When you transcribe the listing, keep each line exact and drop the pictures.

_Source information_:

· · · · · · ·

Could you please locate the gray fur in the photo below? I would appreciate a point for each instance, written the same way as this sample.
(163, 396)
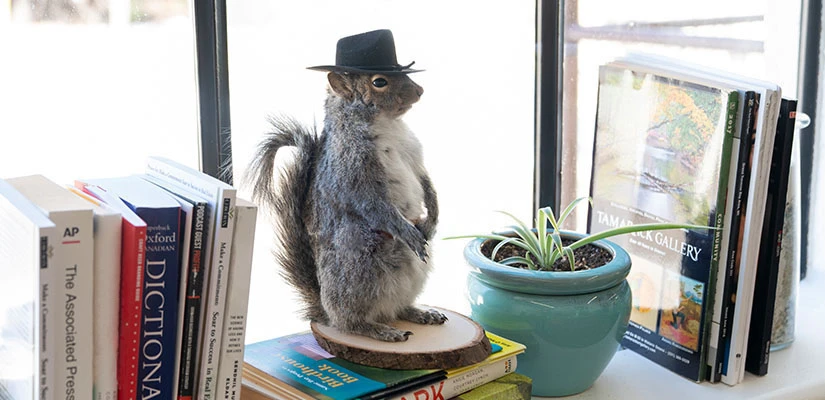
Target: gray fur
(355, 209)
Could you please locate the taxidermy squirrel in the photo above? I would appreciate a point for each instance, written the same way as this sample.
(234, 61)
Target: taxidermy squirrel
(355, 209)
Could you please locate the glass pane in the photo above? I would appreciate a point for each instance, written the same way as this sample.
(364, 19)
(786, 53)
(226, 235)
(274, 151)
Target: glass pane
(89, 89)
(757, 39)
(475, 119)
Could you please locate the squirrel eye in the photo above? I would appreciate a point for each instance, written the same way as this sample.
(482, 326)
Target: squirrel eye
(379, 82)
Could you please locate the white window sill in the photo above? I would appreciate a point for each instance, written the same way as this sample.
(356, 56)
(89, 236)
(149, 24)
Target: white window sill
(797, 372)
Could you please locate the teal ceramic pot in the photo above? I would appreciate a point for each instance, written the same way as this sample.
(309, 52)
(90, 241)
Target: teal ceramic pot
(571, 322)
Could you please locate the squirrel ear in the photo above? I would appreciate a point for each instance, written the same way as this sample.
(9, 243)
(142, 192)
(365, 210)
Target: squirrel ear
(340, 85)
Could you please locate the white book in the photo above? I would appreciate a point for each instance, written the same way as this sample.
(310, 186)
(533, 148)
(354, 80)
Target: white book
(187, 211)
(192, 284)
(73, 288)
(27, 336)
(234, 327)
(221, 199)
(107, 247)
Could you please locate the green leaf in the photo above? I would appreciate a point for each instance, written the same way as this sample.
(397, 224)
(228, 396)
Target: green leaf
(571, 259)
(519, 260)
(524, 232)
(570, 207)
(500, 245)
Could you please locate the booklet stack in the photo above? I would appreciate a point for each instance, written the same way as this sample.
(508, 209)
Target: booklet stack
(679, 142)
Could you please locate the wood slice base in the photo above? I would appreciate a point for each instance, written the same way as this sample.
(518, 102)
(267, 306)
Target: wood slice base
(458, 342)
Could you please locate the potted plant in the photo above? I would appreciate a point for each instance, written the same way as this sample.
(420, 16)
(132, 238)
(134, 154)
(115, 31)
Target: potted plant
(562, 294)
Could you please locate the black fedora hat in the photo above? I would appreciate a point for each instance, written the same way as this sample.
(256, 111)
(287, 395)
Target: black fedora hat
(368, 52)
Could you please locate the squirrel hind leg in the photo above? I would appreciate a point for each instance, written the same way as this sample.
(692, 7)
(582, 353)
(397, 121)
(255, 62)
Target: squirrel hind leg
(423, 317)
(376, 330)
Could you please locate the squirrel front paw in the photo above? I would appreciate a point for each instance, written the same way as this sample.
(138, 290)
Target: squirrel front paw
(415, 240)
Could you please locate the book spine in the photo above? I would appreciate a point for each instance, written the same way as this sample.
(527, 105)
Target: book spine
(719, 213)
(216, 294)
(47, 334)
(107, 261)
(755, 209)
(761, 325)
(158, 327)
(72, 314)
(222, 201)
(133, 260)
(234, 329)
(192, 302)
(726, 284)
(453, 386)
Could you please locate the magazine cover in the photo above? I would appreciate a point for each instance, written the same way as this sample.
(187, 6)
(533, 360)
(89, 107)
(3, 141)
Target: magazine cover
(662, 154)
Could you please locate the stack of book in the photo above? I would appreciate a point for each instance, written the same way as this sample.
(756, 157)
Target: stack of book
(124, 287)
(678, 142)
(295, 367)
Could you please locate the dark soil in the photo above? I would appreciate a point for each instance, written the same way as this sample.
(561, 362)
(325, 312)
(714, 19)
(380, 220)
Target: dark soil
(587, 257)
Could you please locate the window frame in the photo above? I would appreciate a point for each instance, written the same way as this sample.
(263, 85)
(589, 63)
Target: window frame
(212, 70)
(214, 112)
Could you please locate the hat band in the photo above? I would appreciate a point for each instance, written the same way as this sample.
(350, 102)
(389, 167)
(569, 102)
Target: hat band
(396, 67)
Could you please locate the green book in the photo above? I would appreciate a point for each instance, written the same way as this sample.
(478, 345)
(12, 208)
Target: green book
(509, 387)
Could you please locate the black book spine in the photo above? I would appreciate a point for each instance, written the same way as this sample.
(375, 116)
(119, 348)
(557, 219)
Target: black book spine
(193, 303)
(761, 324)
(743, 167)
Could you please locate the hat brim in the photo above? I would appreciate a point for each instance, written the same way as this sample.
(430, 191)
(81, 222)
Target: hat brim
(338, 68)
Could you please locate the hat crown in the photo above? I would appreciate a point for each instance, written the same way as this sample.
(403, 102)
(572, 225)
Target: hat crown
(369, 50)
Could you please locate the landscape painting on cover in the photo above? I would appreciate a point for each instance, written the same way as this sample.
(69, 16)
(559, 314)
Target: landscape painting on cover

· · · · · · ·

_Task output_:
Could you please locate the gray fur in the photo below? I would appreciate a point for each instance, written the same way as this sample.
(163, 396)
Target: gray fur
(355, 209)
Could you please locate the taxidermy squirrel in the photo above? I would appreciate a point for each instance, written the same way as this sample.
(234, 61)
Target: taxidermy squirrel
(355, 209)
Could you please locate the glass pane in the photo above? I would appreciate a point for each instance, written the same way as this sample.
(364, 19)
(786, 53)
(226, 235)
(274, 151)
Target: glass pane
(89, 89)
(757, 39)
(475, 119)
Could you please locate the squirrel eye in the photo above? I would appreciate a point for each instance, written the same way as this sample.
(482, 326)
Target: squirrel eye
(379, 82)
Could you please locate the white window sill in the photo above? I would appreciate a point for each instance, written the same way as this sample.
(356, 56)
(89, 236)
(149, 24)
Target: white window sill
(797, 372)
Could you please locate the teal ceramic pot in the photo above? I would appreciate a point for each instance, written the same way as this sample.
(309, 52)
(90, 241)
Target: teal ceramic pot
(571, 322)
Could you please locate the squirrel ear in the photo above? I would appreciate a point for each instance, written the same way as this sample.
(9, 243)
(142, 192)
(365, 210)
Target: squirrel ear
(340, 85)
Could you please locate the white book in the photo above? I would appreciate a point for each instance, written the same way as this sample.
(310, 186)
(533, 148)
(354, 80)
Target: white book
(187, 211)
(192, 284)
(73, 288)
(27, 336)
(234, 327)
(221, 199)
(107, 247)
Could you please locate the green leaf in the photo above? I would appreciate a point for each instance, written the same way as this sample.
(397, 224)
(228, 396)
Target: green leaf
(571, 259)
(519, 260)
(524, 232)
(570, 207)
(500, 245)
Could you please locate the booklet stack in the photo above? I would appreciate a point for each instance, written the same way as this sample.
(508, 209)
Target: booklet stack
(679, 142)
Could you please locate the wood slice base in the photo above? I would appreciate a point for each instance, written the same way as this sample.
(518, 102)
(267, 306)
Target: wood slice base
(458, 342)
Could you please locate the potted plant in the photo above? I would appreciate a point for each instance, written the same way as this sample.
(420, 16)
(132, 238)
(134, 154)
(115, 31)
Target: potted plant
(562, 294)
Could you please locate the black fedora hat in the photo above? I would appreciate a point for each instance, written the same way as this sample.
(256, 111)
(287, 395)
Target: black fedora hat
(368, 52)
Could you please locate the squirrel hind leg in the photo above? I would appreciate a point for each instance, written the same way as this sample.
(692, 7)
(582, 353)
(397, 121)
(255, 62)
Target: squirrel hind leg
(423, 317)
(376, 330)
Could you please locate the squirrel front paw in the photo above? I would appreciate a point for each instance, written the same way as this sample.
(138, 290)
Target: squirrel front paw
(415, 240)
Could you please locate the book spine in the photo above? I would appreciate a point for each instance, written the same way as this sample.
(527, 105)
Target: book spine
(719, 213)
(216, 294)
(47, 334)
(107, 261)
(755, 209)
(761, 325)
(158, 327)
(72, 314)
(222, 201)
(133, 260)
(234, 329)
(192, 302)
(726, 284)
(453, 386)
Could you please locate the magazine cover in the photo above? I would appreciate a point for each instance, written the same way as this sample.
(187, 6)
(533, 360)
(89, 107)
(3, 141)
Target: magazine cover
(662, 154)
Could you please locate the stack of book in the photo above? I would appreciate a point for each instance, written the same way as this sample.
(756, 157)
Target: stack of book
(124, 287)
(678, 142)
(295, 367)
Could you please locate the dark soil in the photo above? I would appreciate a point for each instance, written the same way as this sample.
(561, 362)
(325, 312)
(714, 19)
(380, 220)
Target: dark soil
(587, 257)
Could you please locate the window frame in the photo above? I would appreciate a point for each instance, written the same way as this sample.
(263, 85)
(589, 63)
Target: window frame
(212, 70)
(214, 112)
Could you please locate the hat band in the photo above? I would appreciate a point for each instance, written the same way as this sample.
(350, 102)
(389, 167)
(569, 102)
Target: hat band
(396, 67)
Could you please locate the green book in the photo above? I would appreciate a point for each instance, written the same way as this sample.
(478, 345)
(12, 208)
Target: green book
(509, 387)
Could you please locate the black book spine in the photo above? I would appreciate a point for each instance, written the same way as this sample.
(375, 116)
(119, 348)
(557, 219)
Target: black book spine
(193, 303)
(761, 324)
(743, 167)
Could you please locate the hat brim in the photo above? I would appreciate a point for each instance, written the same way as this sample.
(430, 191)
(81, 222)
Target: hat brim
(338, 68)
Could you please locate the hat crown in the photo above? I would appreciate a point for each instance, written the same way as this sample.
(403, 102)
(572, 225)
Target: hat crown
(369, 50)
Could you please locate the landscape painting on cover in the photo above? I would appreciate a point for each instance, written the same way as this sample.
(69, 16)
(559, 314)
Target: landscape painting on cover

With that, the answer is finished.